Count how many lines in the rows below contain the string "instance", with case counting, and give only that number.

=== Records provided ===

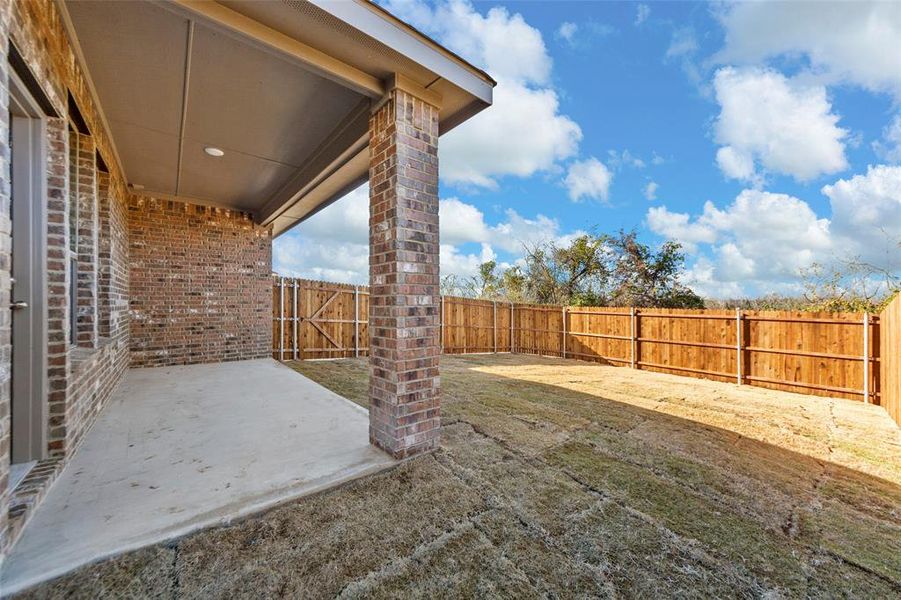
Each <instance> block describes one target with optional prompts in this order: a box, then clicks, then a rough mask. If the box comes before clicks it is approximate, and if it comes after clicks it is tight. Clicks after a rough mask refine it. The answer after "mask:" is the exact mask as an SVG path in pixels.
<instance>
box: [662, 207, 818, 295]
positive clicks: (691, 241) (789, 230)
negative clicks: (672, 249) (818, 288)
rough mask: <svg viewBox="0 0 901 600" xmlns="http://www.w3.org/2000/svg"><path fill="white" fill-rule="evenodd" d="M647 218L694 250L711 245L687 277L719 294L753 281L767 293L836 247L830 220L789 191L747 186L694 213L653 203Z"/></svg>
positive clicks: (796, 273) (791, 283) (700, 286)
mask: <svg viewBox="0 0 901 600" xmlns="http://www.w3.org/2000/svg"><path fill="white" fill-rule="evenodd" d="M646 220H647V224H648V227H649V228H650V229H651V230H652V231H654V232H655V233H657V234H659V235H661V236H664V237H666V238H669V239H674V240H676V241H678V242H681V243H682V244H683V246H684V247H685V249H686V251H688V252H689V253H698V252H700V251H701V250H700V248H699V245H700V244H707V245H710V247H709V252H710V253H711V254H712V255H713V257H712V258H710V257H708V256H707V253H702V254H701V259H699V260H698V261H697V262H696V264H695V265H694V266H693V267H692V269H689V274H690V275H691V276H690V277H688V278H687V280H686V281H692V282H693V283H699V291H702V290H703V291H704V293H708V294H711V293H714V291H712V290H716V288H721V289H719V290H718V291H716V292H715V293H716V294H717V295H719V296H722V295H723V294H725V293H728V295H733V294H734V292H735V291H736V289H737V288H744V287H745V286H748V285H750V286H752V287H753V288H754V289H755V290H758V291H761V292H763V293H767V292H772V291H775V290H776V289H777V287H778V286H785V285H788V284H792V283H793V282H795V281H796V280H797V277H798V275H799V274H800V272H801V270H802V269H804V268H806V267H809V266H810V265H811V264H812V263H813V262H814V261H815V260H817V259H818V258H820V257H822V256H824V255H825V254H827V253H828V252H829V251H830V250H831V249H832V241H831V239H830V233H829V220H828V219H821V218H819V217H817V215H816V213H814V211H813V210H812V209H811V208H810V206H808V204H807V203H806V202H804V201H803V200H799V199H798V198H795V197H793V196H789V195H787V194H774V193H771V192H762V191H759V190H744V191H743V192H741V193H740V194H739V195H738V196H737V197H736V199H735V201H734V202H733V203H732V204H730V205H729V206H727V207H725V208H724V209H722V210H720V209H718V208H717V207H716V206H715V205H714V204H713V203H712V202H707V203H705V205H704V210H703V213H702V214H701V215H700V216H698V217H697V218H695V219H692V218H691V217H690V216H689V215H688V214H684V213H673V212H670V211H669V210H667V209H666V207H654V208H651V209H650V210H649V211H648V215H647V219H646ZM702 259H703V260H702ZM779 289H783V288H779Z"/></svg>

===

Exercise result:
2